**WHAT IS BEING ASKED:**
According to the text on Florida nursing licenses, how often must nurses renew their Florida license?

(SOURCE EXTRACT begins)

Nurses in Florida live extremely busy lives where some seldom even get time for themselves. Juggling their medical professional duties all day doesn’t leave much time or thought for any license renewal matters. However, you cannot ignore the license and its status because an inactive license simply implies that you cannot proceed with working as a nurse in Florida any longer.
Inactive licenses also mean you could get into legal trouble if you continue to work as a nurse in the state.
Florida has some really strict rules and regulations when it comes to licenses and their renewals but worry not for we will tell you all. Today we will provide you with the details regarding what you need to know for your nursing license matters in Florida.
So keep reading and learn how you can continue a worry-free nursing career by following fundamental requirements.
Florida a Compact State?
You will be delighted to know that yes Florida is a compact state and that makes nursing matters even easier for folks who hold a multistate license. Florida is a participant of the NLC- Nurse Licensure Compact that includes nearly forty states.
For nurses who claim some other compact state as their main residency state and carry a multistate nursing license, it is allowed for them to pursue any travel nursing jobs they might want in Florida.
They don’t have to worry about paying any additional fees or applying for a new license. If you wish to verify if you hold a multistate license then you can hop on to the Nursys website and check your status there. Their system holds all the information you will need in this matter.
read more: Nurse Salary in Florida
While Florida may not be lax when it comes to nursing licenses, if you have all the required documentation and necessary stuff, it can be a very stress-free journey for you.
Nurses need to renew their Florida nursing licenses every two years. Below are the things you need for a successful renewal.
Step One: Education Requirements
Any nurse requiring a license renewal in Florida has to first and foremost clear all the necessary education matters for that is a crucial step in the medical profession. To even be eligible for license renewal, a nurse needs to complete all their continuing education (CE) requirements and have proof of that too.

(SOURCE EXTRACT ends)
(PROVIDED RECORDS begins)

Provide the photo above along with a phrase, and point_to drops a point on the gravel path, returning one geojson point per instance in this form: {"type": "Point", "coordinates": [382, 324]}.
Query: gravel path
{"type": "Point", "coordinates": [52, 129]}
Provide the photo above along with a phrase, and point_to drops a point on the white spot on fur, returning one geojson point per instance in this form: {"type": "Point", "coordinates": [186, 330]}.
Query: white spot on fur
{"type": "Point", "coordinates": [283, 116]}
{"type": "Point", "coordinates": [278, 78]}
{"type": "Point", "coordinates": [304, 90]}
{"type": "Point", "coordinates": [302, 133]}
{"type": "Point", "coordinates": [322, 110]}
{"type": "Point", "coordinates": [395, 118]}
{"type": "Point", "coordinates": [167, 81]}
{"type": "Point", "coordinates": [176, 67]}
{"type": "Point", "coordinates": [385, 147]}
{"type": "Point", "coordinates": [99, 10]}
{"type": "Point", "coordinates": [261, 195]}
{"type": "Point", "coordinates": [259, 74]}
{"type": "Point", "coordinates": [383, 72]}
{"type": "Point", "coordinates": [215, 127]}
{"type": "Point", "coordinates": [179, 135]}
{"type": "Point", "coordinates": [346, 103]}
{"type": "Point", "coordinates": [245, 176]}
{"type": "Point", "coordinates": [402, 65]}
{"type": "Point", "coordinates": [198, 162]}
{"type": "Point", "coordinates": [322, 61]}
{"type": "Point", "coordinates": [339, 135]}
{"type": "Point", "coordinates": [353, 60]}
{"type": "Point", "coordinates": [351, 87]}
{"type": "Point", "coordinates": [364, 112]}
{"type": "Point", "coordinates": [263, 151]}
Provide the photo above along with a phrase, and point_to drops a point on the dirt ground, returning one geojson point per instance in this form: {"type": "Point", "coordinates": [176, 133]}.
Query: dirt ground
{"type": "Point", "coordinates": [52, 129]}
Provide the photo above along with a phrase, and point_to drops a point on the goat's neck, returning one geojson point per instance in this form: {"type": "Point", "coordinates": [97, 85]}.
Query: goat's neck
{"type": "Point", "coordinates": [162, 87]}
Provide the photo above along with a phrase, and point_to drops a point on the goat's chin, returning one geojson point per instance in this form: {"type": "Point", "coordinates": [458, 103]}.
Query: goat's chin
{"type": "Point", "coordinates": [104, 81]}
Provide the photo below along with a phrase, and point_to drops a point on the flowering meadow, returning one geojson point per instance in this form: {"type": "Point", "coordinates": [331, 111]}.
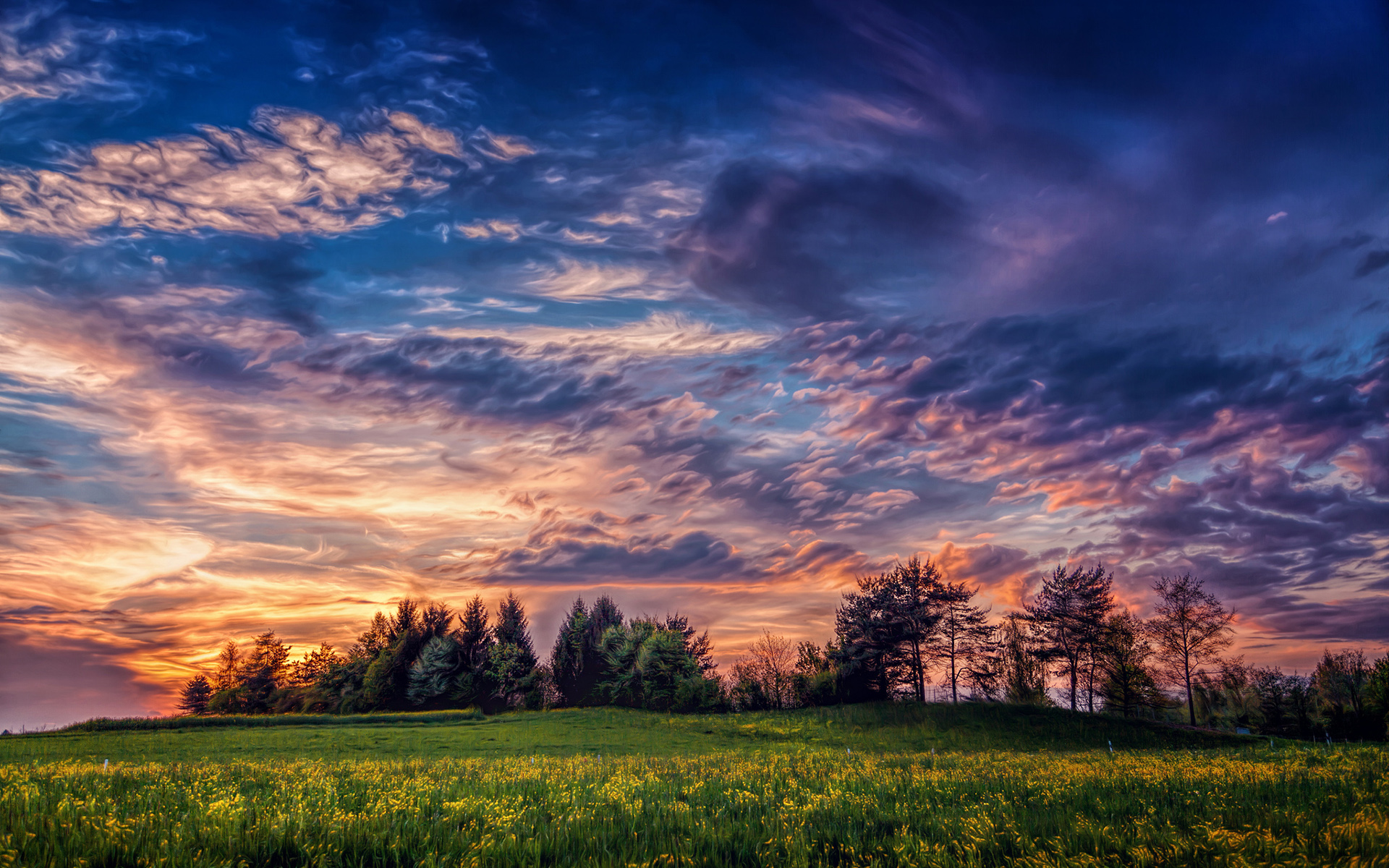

(PROVIDED RECORDS ends)

**RESPONSE FOR THIS EXERCISE:**
Every two years.